## PASSAGE
** START **

And how did she come to be in the movie?
You know, that part is so...
It's just such a balancing act.
You need somebody who can be completely abulient and spunky and disarming and kind of inviting in a repulsive way.
And that's a tough one who also has like a lethal, old reptilian core that is readily accessible.
And, you know, you watch Amy in Field of Dreams and you get, you get side A.
and then you watch her in like Gone Baby Gone or Carnival and you get Side B.
And it's like, and so I met with her again in Malibu.
I guess everyone's in fucking Malibu.
I drove out and had lunch with her at this restaurant and I was driving out there.
And I kind of knew I was like, God, Amy is, I just knew like she was going to be right for
this part.
But I have a habit of like offering people roles very impulsively.
And I was like, don't offer her the part, Zach.
Like, you know, leave the lunch.

** END **

## DIRECTIONS
(a) Pick out every line of the entries that contains the word "nose", treating case as significant.
(b) Carry the casting interview forward from its last line.

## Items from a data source

** START **

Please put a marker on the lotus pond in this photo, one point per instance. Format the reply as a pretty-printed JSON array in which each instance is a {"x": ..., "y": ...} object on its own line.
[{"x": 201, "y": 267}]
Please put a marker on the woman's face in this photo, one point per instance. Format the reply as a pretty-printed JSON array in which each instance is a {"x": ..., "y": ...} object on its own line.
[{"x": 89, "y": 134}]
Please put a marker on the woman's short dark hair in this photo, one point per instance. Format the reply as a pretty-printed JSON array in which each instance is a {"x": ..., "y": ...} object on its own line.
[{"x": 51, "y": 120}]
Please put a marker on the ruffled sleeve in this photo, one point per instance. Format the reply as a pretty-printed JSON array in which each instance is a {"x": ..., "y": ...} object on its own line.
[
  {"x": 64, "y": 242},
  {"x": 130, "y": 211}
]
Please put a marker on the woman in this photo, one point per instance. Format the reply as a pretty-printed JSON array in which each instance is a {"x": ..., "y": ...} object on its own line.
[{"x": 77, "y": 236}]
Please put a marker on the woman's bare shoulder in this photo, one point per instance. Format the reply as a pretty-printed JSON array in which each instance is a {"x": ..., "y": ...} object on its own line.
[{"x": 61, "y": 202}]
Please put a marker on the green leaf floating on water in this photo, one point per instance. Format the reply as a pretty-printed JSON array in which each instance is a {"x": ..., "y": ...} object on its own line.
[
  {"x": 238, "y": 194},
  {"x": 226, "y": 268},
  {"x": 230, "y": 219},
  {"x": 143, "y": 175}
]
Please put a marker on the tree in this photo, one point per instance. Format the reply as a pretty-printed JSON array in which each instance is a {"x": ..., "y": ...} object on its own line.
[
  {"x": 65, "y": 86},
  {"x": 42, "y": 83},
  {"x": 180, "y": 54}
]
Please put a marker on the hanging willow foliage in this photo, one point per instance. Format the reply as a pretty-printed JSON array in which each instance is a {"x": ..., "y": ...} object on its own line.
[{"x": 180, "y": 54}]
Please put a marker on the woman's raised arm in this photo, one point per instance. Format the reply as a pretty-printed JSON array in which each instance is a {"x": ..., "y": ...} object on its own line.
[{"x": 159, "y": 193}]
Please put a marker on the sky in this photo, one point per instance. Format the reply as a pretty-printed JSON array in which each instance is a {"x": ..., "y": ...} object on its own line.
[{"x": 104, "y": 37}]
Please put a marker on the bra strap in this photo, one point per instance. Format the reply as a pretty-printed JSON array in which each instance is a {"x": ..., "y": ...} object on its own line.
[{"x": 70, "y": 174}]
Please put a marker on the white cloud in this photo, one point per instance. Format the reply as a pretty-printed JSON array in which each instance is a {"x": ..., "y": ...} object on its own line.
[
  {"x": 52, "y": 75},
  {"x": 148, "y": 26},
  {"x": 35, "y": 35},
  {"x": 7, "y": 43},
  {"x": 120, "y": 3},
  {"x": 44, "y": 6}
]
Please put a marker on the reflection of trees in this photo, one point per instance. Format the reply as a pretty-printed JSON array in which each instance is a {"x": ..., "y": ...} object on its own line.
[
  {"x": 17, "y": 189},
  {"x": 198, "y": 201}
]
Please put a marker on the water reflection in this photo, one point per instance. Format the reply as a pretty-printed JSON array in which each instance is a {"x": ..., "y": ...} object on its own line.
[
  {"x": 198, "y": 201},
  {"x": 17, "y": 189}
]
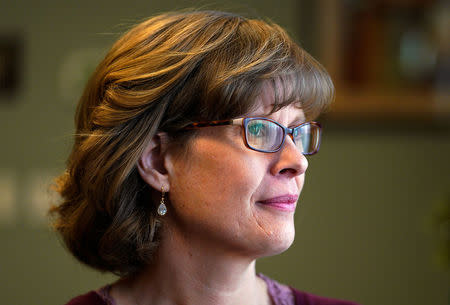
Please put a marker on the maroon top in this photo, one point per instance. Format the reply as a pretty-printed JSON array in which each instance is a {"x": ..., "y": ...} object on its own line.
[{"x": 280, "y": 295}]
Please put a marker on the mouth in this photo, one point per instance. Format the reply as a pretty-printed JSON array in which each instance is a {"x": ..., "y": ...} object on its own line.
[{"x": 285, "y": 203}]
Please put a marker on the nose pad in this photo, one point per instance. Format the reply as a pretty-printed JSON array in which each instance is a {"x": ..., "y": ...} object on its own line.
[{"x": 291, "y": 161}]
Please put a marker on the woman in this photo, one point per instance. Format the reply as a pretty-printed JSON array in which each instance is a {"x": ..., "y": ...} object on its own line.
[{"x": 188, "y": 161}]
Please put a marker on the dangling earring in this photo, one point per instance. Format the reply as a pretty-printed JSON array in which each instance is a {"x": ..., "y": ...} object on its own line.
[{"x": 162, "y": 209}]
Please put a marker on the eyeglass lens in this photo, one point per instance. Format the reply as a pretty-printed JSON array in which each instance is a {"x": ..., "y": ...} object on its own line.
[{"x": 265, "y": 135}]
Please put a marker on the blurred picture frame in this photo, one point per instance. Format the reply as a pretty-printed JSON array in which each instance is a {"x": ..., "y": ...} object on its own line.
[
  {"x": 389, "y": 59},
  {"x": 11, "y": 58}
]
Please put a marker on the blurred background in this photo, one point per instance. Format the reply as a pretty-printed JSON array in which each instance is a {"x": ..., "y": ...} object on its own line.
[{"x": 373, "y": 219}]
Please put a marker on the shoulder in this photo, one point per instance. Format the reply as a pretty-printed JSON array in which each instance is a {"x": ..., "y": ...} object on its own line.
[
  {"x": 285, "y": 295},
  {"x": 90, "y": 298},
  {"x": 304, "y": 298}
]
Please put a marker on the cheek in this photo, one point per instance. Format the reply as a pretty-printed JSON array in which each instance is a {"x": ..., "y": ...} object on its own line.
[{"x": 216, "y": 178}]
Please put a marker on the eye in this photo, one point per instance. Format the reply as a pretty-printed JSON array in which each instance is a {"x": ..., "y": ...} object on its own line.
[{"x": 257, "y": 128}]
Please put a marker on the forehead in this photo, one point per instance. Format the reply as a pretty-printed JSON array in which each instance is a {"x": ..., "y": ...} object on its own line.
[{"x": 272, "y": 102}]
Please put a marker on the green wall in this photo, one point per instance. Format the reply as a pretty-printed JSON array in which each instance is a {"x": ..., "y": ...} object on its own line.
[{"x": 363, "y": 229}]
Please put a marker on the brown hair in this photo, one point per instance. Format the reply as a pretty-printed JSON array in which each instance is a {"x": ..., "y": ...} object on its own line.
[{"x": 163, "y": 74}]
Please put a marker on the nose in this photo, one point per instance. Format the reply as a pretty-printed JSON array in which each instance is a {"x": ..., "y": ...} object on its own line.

** END **

## EXPECTED OUTPUTS
(a)
Please put a marker on the nose pad in this photo, one point per instance. Format the reply as a pretty-printed JSON array in which each instance is a {"x": ..., "y": ...} object on its own line.
Please put a marker on the nose in this photo, one point per instance. Format the reply as a pretty-printed JSON array in which each instance is a {"x": ..., "y": ...} object on its own line.

(b)
tell her you're still in the process and you know you'll get back to her like you know be cool and
dude i'm telling you before the lunch hit the table i was like only you could play this part you
have to play this part you know because she just sitting there and looking at her and kind of
just studying her i was just like this is it like this is the person like she has everything i need
and she's so cool and she liked the role and she got it and i was just like there's nobody else
so i just lucked out you know that that's a hard role you write it and you're like i hope there's a
human being that can do this and then
you get Amy Madigan and you're like, thank you
God. You can see the movie going
belly up if it's the wrong person because
could you imagine? Yeah, yeah.
I think and that's kind of related to what
I assume you're hearing a little bit of the feedback
on and the movie is really interesting because
the mystery of it and the fact
that Josh's section is very much like
a detective story. You've got a like a
cop on the case. There are all of these elements
that are very
Finchirian thriller through the first
hour or so. And then it does, it does
take a hard, hard turn into
metaphysical, supernatural
horror movie stuff.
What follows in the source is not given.